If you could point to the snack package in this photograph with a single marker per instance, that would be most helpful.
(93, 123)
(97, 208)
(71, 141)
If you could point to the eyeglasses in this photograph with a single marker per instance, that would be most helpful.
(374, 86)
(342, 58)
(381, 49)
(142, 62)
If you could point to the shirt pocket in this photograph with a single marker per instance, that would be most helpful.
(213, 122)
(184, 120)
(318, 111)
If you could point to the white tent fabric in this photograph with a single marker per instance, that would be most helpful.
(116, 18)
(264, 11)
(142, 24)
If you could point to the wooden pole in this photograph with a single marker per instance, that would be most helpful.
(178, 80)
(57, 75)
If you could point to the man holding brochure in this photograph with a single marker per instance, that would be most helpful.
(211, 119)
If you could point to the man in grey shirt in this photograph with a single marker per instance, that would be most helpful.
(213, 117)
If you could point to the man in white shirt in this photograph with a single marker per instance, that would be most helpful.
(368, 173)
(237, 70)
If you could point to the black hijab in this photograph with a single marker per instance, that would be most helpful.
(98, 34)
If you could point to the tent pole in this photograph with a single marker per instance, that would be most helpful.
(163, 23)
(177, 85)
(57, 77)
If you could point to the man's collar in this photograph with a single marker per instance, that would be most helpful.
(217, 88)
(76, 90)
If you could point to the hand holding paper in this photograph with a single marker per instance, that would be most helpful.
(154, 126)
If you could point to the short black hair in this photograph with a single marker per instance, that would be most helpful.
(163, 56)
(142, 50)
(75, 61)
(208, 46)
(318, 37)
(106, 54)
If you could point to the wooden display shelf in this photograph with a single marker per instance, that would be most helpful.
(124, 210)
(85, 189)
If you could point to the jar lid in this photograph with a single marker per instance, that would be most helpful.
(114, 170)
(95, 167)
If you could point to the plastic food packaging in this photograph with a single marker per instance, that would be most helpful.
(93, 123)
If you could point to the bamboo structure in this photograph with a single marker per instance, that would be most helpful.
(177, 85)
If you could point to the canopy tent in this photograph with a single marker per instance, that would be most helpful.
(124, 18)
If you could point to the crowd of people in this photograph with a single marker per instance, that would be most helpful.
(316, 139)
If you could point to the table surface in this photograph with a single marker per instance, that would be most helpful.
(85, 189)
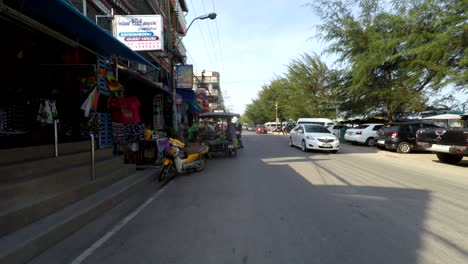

=======

Assigned task:
Exact reproduction of the entries above is what's needed; images stay out.

Task output:
If you could point to the snack package in this photograph with a single marker per instance, that would be most helpful.
(93, 123)
(97, 208)
(71, 141)
If you could point to the eyeglasses in this photograph with a single marker per instance, that would be most helpful.
(374, 86)
(342, 58)
(381, 49)
(142, 62)
If you could point to the shirt pocket in this photograph with a single marker per instance, that would be most helpful.
(213, 122)
(184, 120)
(318, 111)
If you could point to the white tent fabric in this photograph with a single marker per instance, that would be most helpful.
(116, 18)
(264, 11)
(142, 24)
If you could point to the wooden pole in this photograph with a single marker per instance, that would be most helpful.
(178, 80)
(57, 75)
If you could point to the man holding brochure in this photograph with a single marker per instance, that would be most helpful.
(211, 119)
If you could point to the man in grey shirt in this photograph with a single marker per instance, that would be most helpful.
(213, 117)
If you could point to the man in white shirt in this photograph with a single marker per instance, that would be most helpful.
(368, 173)
(237, 70)
If you could point to the black hijab in this photograph with a single marker per instance, that would be most helpful.
(98, 34)
If you could point to the tent pole in this photograph with a single marker per instance, that would be most helpful.
(163, 23)
(177, 85)
(57, 77)
If you could point to the man's collar in this photograph with a single marker per instance, that would be most helpful.
(217, 88)
(76, 90)
If you could point to the hand holding paper in this photograph with a single marker per instance, that would be most helpful.
(154, 126)
If you could point to the short black hair in this photograph with a single marker per instance, that would be most helpful.
(163, 56)
(142, 50)
(75, 61)
(208, 46)
(318, 37)
(106, 54)
If you could point to the wooden display shelf in this photograph with a single marker per instance, that would be most helpful.
(124, 210)
(85, 189)
If you could point to the jar lid in this photograph with a single marker per instance, that would be most helpful.
(114, 170)
(95, 167)
If you could point to the plastic food packaging in this photograph with a single marker per instance, that would be most helpful.
(93, 123)
If you could point to the bamboo structure in this photograph with a single marker per instance, that would be most helpful.
(177, 85)
If you could point to the canopy tent in this photograph with a single marker per instance, that would be most helpful.
(124, 18)
If you could point to the crowd of people in this photograph with a single marker per instance, that would be most helpful.
(316, 139)
If you could point to the table surface in this photograph with a single marker per instance, that would be most helpful.
(85, 189)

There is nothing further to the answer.